**Direction**
Copy every one of the following entries word for word, without changing anything.

*** Information shown ***

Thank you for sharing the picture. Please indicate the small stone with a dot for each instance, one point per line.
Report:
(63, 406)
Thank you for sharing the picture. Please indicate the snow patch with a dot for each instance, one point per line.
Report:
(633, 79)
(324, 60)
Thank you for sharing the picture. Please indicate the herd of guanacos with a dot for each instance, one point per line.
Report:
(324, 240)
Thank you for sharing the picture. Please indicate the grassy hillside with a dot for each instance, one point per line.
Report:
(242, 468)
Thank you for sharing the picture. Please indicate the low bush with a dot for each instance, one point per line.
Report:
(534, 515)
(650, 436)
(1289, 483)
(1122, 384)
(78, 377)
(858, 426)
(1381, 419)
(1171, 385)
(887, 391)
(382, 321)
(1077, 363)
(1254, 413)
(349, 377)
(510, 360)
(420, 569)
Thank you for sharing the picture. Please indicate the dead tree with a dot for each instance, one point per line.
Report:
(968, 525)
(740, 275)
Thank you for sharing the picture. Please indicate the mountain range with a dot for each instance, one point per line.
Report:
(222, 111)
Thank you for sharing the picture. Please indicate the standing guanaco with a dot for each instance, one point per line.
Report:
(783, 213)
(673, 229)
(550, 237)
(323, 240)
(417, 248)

***

**The output**
Thank you for sharing the picture. Please indicate the small stone with a dot for each instance, one point per line.
Report:
(63, 406)
Thank you for sharing the picture. Please indicate the snow patch with a dot for each instance, one point per line.
Report:
(633, 79)
(324, 60)
Thank you for sharing the picture. Please indicate the herd of guanacos with a dot for each instance, one point per line.
Report:
(324, 240)
Thank you for sharing the picture. Please indicate the grassy hillside with a dot for each instance, one point per line.
Report:
(242, 468)
Thank you for sharing the picture. Please indicate the low bush with a dot for each instance, one point per line.
Report:
(534, 515)
(650, 436)
(1289, 483)
(1122, 384)
(78, 377)
(858, 426)
(1381, 419)
(1171, 385)
(887, 391)
(382, 321)
(1077, 363)
(1254, 413)
(349, 377)
(510, 360)
(420, 569)
Thank you for sharing the picture. Please indicate the dead tree with a dot for each instance, one point per line.
Report:
(968, 525)
(740, 275)
Thank you for sharing the picture. Please indicate the mountain range with a dot for each instance, one point per line.
Report:
(222, 111)
Thank you for sharing the picture. Please indicate the standing guanaco with a dot for each instance, one point per line.
Report:
(783, 213)
(673, 229)
(550, 237)
(323, 240)
(417, 248)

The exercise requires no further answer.